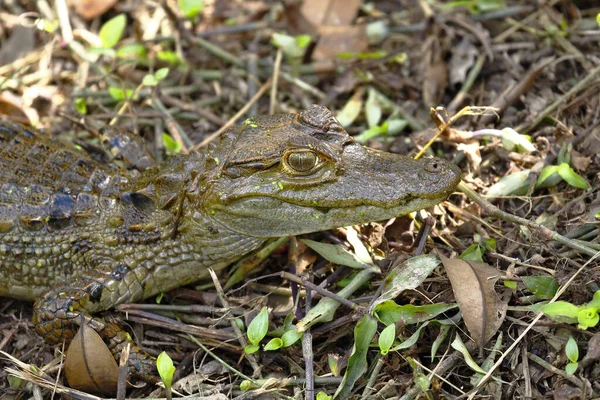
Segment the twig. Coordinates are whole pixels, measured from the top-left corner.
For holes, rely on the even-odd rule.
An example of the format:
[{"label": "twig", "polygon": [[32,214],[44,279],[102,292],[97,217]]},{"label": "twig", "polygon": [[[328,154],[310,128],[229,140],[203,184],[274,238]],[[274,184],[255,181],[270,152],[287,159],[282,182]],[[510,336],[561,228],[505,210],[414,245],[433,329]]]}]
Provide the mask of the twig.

GOAL OF THE EXERCISE: Leave the pictures out and reproduce all of the records exactly.

TASK ANSWER:
Segment the twig. Coordinates are whole pixels, measured from the top-left corner.
For holes, rely on the even-odd rule.
An example of the format:
[{"label": "twig", "polygon": [[32,214],[44,279],[102,292],[97,217]]},{"label": "twig", "polygon": [[[328,154],[310,128],[229,140],[203,184],[274,238]],[[274,184],[255,181],[270,152],[287,159],[282,182]],[[510,336],[561,228],[505,210],[414,245],[433,329]]]}]
Provide the mask of the twig.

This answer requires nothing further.